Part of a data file

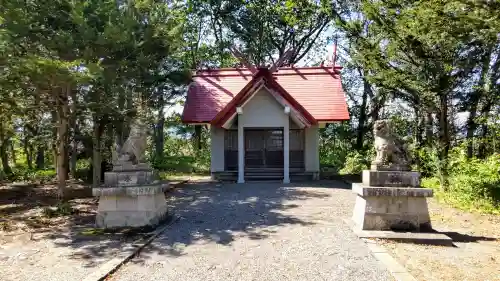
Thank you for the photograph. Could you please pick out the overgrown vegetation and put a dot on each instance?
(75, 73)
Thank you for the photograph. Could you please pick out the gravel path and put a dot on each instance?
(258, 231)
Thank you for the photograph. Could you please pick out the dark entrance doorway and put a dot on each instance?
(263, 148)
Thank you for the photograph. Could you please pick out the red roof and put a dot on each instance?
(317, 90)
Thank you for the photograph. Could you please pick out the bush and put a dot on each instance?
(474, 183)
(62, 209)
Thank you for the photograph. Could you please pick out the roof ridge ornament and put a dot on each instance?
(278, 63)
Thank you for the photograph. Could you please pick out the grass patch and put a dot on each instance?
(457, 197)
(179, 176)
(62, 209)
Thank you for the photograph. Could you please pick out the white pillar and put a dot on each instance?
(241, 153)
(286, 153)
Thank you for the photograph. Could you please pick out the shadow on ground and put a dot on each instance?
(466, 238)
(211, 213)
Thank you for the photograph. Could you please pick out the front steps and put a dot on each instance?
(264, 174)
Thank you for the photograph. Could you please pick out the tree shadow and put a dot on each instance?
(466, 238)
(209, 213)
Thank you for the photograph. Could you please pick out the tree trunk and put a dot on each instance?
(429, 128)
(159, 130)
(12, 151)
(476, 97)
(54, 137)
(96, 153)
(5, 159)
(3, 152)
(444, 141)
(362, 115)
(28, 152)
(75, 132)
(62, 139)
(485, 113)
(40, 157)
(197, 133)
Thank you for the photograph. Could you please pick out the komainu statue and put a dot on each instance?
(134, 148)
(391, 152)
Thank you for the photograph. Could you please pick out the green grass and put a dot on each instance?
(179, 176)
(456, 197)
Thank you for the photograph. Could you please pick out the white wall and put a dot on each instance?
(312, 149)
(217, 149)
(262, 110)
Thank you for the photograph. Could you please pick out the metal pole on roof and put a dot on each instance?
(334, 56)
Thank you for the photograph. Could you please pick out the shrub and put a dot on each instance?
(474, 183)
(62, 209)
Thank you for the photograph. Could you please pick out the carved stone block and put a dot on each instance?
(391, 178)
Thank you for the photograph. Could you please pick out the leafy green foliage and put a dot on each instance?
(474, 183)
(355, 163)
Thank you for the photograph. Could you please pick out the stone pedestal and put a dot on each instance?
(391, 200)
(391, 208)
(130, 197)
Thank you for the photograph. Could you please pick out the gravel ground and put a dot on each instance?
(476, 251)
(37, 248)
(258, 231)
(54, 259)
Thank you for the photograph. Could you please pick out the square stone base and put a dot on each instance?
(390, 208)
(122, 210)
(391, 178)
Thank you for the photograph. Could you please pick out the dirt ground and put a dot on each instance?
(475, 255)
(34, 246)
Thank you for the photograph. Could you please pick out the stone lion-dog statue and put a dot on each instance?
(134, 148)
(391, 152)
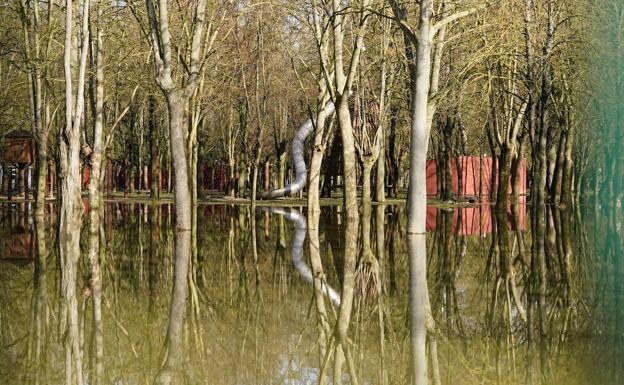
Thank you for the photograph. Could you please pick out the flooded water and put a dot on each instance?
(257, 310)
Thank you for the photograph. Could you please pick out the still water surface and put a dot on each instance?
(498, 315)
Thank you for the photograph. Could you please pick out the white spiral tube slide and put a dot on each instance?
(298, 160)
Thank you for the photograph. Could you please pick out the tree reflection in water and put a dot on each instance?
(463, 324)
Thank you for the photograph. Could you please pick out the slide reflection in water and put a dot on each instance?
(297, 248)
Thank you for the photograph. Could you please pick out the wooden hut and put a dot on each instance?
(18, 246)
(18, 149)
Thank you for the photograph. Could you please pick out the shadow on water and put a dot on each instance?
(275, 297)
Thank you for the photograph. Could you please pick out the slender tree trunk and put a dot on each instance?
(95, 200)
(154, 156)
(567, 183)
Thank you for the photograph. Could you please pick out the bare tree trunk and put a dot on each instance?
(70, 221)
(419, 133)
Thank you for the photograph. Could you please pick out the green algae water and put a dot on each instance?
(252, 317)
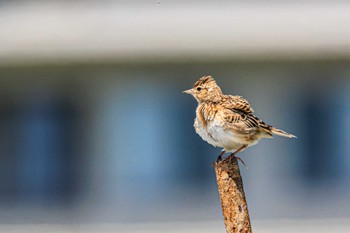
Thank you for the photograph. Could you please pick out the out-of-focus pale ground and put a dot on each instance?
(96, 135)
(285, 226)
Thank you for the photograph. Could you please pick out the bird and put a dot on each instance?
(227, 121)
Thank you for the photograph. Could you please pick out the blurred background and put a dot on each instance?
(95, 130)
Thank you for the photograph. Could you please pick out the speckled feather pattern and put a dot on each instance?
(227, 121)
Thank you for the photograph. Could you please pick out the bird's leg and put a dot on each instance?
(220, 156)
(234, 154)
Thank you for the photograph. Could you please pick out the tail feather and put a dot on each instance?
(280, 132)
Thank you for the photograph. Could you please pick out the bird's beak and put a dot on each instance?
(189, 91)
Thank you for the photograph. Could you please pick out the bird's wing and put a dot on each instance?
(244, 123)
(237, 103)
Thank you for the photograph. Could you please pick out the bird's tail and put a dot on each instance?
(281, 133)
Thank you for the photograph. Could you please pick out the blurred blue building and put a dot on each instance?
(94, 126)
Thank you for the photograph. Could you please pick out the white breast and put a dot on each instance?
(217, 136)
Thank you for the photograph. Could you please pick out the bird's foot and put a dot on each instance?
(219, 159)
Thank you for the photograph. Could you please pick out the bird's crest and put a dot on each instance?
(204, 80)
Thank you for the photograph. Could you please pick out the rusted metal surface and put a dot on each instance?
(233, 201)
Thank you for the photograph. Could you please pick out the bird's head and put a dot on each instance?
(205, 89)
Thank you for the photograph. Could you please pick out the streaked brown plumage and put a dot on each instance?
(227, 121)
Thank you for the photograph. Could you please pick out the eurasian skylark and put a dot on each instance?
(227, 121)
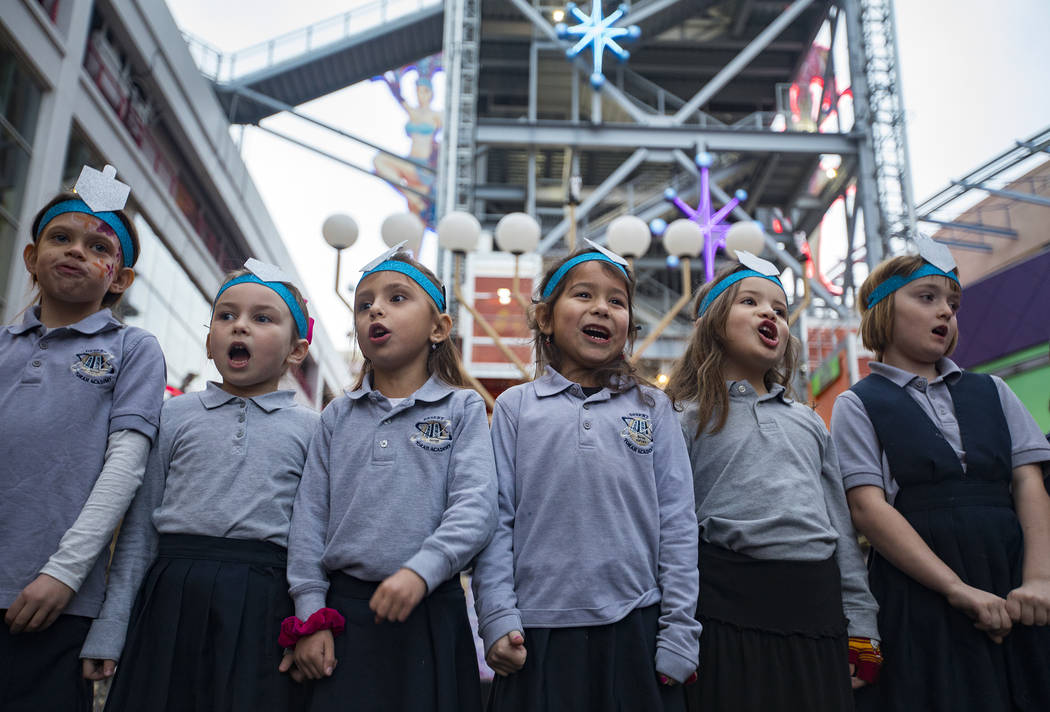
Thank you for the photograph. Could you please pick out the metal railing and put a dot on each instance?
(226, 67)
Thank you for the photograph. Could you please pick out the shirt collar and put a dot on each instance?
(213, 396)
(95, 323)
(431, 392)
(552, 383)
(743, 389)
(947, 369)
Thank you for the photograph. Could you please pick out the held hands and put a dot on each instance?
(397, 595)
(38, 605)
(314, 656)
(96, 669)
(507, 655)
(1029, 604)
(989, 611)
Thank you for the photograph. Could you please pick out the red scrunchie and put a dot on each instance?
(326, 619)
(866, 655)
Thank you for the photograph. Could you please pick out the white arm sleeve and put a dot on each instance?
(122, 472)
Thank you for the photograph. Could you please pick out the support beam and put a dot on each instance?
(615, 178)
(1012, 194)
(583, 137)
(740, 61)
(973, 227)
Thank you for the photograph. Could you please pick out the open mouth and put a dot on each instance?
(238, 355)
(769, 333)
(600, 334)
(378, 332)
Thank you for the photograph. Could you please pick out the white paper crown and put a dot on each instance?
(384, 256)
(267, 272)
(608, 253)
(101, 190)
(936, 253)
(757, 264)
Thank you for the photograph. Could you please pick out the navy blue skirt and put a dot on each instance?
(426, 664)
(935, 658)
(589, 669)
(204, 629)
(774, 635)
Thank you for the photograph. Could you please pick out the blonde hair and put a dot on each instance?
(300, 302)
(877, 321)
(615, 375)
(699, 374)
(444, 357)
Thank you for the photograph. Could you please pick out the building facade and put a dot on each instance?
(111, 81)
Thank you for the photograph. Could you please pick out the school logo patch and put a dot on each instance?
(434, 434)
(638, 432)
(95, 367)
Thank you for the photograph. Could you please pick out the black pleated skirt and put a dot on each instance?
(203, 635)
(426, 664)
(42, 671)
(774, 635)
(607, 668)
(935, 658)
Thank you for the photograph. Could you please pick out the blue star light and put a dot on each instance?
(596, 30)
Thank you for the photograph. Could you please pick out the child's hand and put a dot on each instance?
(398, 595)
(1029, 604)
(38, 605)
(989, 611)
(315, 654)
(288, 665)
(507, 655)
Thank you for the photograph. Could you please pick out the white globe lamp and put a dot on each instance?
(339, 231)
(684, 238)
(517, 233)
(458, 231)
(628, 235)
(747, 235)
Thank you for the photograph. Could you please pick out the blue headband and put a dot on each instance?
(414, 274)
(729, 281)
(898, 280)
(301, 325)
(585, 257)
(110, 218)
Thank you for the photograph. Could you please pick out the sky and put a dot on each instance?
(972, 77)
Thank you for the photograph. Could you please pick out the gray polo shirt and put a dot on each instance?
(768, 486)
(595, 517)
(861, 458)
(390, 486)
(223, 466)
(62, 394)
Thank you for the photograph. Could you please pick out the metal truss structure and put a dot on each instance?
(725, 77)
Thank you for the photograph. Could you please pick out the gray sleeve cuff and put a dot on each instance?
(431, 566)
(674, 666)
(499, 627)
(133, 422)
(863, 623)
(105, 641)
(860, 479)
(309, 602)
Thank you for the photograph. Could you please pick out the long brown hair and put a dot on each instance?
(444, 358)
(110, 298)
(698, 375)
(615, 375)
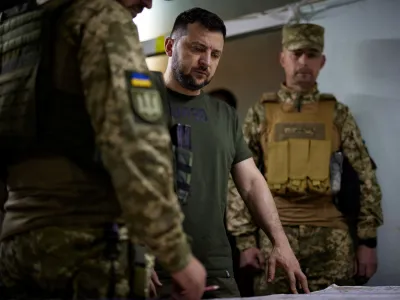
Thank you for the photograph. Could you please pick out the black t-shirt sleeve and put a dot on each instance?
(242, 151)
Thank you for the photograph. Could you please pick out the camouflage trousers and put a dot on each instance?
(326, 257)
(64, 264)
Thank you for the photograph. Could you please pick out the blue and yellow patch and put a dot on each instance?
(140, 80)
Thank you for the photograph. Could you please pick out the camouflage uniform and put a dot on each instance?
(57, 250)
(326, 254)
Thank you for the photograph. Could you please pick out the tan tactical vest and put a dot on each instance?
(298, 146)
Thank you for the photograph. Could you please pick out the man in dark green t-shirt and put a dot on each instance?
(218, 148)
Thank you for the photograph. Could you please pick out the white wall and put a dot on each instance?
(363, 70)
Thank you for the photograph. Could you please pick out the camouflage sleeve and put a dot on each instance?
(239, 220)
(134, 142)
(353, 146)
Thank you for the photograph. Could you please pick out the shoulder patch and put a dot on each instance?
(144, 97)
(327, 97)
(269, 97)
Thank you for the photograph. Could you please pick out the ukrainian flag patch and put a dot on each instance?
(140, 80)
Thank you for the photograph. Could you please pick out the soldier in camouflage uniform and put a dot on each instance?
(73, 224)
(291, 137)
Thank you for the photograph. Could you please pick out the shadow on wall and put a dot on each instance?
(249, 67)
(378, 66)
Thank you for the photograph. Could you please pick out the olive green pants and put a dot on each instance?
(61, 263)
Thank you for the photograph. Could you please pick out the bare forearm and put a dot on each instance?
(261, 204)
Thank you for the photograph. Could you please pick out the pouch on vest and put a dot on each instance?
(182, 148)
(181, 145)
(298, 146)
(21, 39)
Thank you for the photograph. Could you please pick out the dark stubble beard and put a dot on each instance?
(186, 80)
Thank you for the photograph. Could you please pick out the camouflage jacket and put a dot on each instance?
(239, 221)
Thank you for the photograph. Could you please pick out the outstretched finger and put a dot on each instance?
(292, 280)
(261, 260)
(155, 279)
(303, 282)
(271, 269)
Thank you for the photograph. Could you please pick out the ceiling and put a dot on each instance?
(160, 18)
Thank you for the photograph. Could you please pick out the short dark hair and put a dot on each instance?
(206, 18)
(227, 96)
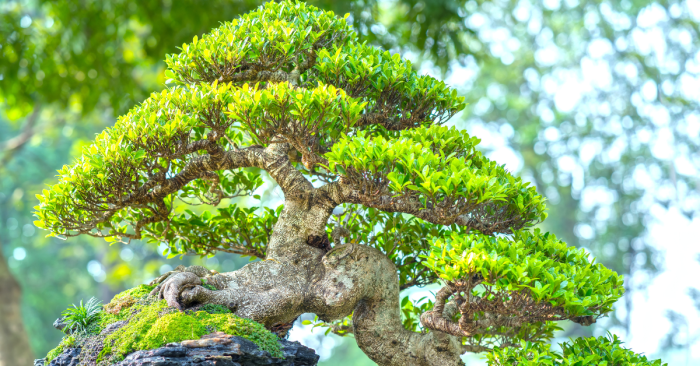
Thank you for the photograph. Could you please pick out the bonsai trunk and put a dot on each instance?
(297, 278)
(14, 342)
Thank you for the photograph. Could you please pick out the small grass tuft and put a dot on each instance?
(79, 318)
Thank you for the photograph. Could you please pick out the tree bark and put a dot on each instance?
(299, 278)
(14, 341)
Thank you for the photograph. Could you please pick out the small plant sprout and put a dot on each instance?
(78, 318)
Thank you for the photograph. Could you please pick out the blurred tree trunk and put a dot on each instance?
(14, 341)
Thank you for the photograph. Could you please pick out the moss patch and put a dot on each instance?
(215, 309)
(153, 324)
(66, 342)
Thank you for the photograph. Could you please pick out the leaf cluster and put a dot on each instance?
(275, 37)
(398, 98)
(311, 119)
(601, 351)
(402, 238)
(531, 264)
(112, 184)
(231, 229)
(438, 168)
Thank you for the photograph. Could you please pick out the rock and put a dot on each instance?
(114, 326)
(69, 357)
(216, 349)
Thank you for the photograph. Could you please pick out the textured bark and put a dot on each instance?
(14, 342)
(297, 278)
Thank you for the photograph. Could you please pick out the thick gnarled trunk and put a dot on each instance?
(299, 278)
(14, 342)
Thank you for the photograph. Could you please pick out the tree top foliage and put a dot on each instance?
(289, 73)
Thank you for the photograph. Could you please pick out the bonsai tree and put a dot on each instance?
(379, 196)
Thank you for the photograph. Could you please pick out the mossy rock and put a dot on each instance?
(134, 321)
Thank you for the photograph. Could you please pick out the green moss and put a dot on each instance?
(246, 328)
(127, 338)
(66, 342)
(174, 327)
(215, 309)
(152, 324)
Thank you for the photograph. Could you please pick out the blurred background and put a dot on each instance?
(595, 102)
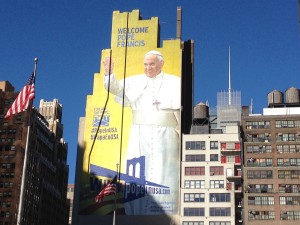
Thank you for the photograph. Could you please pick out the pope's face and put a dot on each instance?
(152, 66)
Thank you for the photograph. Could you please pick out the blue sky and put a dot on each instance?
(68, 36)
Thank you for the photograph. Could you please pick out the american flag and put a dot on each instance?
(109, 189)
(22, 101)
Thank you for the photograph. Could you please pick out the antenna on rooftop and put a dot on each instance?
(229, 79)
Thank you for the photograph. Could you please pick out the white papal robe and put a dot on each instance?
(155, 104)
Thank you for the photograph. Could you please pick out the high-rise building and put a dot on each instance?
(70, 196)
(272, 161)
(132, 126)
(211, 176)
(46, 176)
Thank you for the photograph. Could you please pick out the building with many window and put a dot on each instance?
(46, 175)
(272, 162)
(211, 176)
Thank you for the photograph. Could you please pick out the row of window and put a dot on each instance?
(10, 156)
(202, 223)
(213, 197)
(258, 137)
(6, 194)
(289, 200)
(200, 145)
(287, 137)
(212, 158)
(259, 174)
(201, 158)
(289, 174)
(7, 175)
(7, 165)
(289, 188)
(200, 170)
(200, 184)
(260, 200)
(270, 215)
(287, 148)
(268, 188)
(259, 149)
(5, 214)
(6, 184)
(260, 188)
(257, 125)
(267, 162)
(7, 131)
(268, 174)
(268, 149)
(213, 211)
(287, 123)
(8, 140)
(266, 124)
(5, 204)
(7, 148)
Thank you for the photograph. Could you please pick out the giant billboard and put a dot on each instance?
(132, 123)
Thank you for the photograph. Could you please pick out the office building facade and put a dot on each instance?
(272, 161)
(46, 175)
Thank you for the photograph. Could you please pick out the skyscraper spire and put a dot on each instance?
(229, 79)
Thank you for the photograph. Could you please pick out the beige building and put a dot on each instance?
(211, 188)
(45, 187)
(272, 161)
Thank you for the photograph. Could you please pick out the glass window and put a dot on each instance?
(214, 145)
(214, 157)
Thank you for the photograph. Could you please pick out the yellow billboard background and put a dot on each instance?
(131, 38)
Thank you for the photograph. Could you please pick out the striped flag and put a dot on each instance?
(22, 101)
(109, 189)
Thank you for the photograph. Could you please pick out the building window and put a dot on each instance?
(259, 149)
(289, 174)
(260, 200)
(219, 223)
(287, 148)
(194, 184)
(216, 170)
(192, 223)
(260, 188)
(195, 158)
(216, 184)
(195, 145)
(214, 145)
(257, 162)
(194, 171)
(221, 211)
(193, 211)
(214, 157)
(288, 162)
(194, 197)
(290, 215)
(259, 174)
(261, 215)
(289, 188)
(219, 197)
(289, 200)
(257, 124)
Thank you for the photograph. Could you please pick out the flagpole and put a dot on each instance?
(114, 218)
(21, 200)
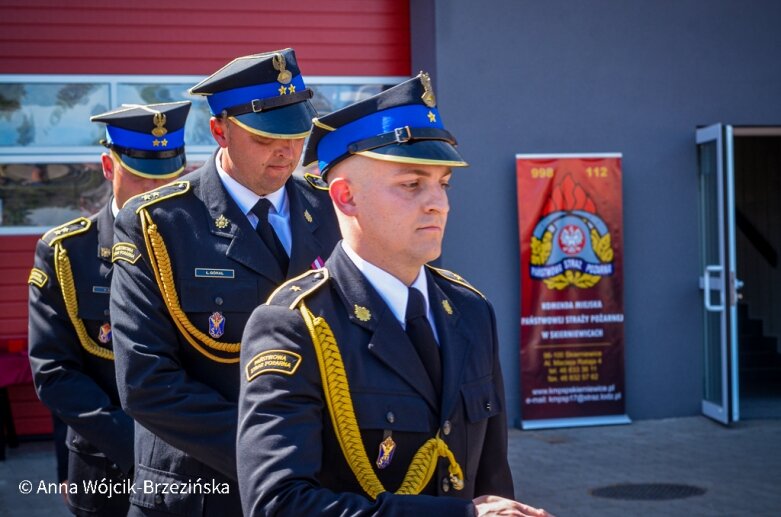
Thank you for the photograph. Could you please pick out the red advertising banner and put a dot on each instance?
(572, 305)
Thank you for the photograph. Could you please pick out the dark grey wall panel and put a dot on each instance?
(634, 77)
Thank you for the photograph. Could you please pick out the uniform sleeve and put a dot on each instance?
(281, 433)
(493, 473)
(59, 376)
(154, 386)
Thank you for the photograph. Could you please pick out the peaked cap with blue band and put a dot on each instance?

*Exercise requirements*: Leaving out every picture, copy exactly the lines from the one that contains "out the striped" through the end of the entries above.

*Exercise output*:
Thank you for the photograph. Could you please pick out the striped flag and put a dot on each instance?
(22, 101)
(109, 189)
Thank you for the photograph. Could you please pick out the building window and put a dot on each instance?
(259, 149)
(289, 174)
(260, 200)
(219, 223)
(287, 148)
(194, 184)
(216, 170)
(192, 223)
(260, 188)
(195, 158)
(216, 184)
(195, 145)
(214, 145)
(257, 162)
(194, 171)
(221, 211)
(193, 211)
(214, 157)
(288, 162)
(194, 197)
(290, 215)
(259, 174)
(261, 215)
(289, 188)
(219, 197)
(289, 200)
(257, 124)
Thank you for the photograph. Could you please pick out the flagpole and put a dot on each instance?
(114, 218)
(21, 200)
Thank you for the photograph. Could you please pick out the red advertising banner and put a dot on each instance?
(572, 305)
Thank you for the photograph. Could you please pick out the dark grey wall panel and put a dot on each instance?
(634, 77)
Thank you for the photograph. Could you please pick out the uniform sleeve and put a dot on each instance?
(281, 433)
(493, 473)
(59, 376)
(154, 386)
Thank you for the photograph. Could you please pick out the peaked cap with blue band and put a dot on each instance?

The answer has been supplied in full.